**** 記事
図3】指定ワード仕分け保存の設定画面の一例を示す図。
図4】グループ印刷設定画面の一例を示す図。
図5】指定ワードと出力設定の対応関係の一例と、印刷部数の登録リストの一例を示す模式図。
図6】フォルダー構成例を示す図。
図7】スキャン処理のフローチャート。
図8】指定ワード検索処理のフローチャート。
【発明を実施するための形態】
【0009】
ここでは、下記の順序に従って本発明の実施の形態について説明する。
(1)複合機の構成:
(2)スキャン処理:
(2-1)指定ワード検索処理:
(3)他の実施形態:
【0010】
(1)複合機の構成:
図1は、本発明の実施形態にかかるデータ処理システムとしての複合機1の構成を示すブロック図である。複合機1は、プロセッサー10と、不揮発性の記憶媒体20と、UI部30(User Interface)と、通信部40と、印刷部50と、読取部60と、FAX通信部70を備えている。プロセッサー10は、図示しないCPUやROMやRAM等を備え、記憶媒体20に記録された種々のプログラムを実行し複合機1の各部を制御することができる。なお、プロセッサー10は、単一のチップで構成されていても良いし、複数のチップで構成されていても良い。また、例えばCPUに変えてASICが採用されても良いし、CPUとASICとが協働する構成であっても良い。
********
**** データセット内容
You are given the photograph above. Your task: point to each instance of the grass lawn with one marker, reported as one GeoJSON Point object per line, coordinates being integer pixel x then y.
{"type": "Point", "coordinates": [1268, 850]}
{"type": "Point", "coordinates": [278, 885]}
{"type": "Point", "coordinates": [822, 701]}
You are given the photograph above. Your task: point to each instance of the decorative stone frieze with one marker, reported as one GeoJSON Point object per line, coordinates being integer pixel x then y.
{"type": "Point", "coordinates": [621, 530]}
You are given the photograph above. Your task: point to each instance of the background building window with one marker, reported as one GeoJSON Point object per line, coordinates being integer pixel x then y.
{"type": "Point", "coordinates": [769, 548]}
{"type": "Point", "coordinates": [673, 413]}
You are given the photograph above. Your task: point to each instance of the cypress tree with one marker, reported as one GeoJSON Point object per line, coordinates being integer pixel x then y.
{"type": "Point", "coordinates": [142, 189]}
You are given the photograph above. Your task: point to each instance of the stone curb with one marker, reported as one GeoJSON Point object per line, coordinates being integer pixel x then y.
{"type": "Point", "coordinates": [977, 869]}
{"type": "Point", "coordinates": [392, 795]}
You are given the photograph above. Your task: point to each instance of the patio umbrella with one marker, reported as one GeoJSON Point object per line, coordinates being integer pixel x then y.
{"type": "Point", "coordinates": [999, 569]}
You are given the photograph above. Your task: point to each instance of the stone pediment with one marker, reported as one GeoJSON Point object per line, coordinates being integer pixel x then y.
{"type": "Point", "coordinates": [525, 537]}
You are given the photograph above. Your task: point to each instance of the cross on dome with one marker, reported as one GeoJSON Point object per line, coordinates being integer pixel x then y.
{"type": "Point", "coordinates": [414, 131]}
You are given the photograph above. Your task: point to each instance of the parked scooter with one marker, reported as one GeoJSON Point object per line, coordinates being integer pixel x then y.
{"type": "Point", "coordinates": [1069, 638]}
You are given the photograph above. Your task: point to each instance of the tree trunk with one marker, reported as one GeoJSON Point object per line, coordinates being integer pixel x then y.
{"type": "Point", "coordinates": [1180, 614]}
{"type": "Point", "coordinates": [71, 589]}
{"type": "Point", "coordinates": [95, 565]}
********
タスク内容
複合機の構成を説明する記事を、最後の文の次から書き継ぐこと。

実行結果
【0011】
UI部30は、タッチパネルディスプレイを含む。タッチパネルディスプレイは、プロセッサー10の制御に基づいて様々な情報を表示する表示パネルと、当該表示パネルに重ねられたタッチ検出パネルとを備え、人の指等によるタッチ操作を検出する。タッチパネルディスプレイは、当該タッチ操作を示す情報をプロセッサー10に出力する。プロセッサー10は、当該情報に基づいてタッチ操作を取得する。
【0012】
通信部40は、他の装置と有線または無線で通信するための各種の通信インターフェースを含む。また、通信部40は、複合機1に装着された各種のリムーバブルメモリーと通信するためのインターフェースを含む。
【0013】
印刷部50は、本実施形態においては、インクジェット方式や電子写真方式等の各種の印刷方式で各種の印刷媒体に印刷を実行するためのアクチュエーターやセンサー、駆動回路、機械部品等を備えている。読取部(スキャナー)60は、原稿台ガラスに載置された原稿やADF原稿トレイにセットされた原稿の読み取りを行うための装置、例えば、画像センサーや光源、原稿を搬送するためのアクチュエーターや駆動回路やセンサー、機械部品等を備えている。
【0014】
FAX通信部70は、公衆交換電話網等を経由して原稿を示す画像データのFAX通信を行うためのモデム、当該画像データを送受信するための制御信号を検出したり生成したりするための回路、送信データを符号化したり受信データを復号するための回路等を備えている。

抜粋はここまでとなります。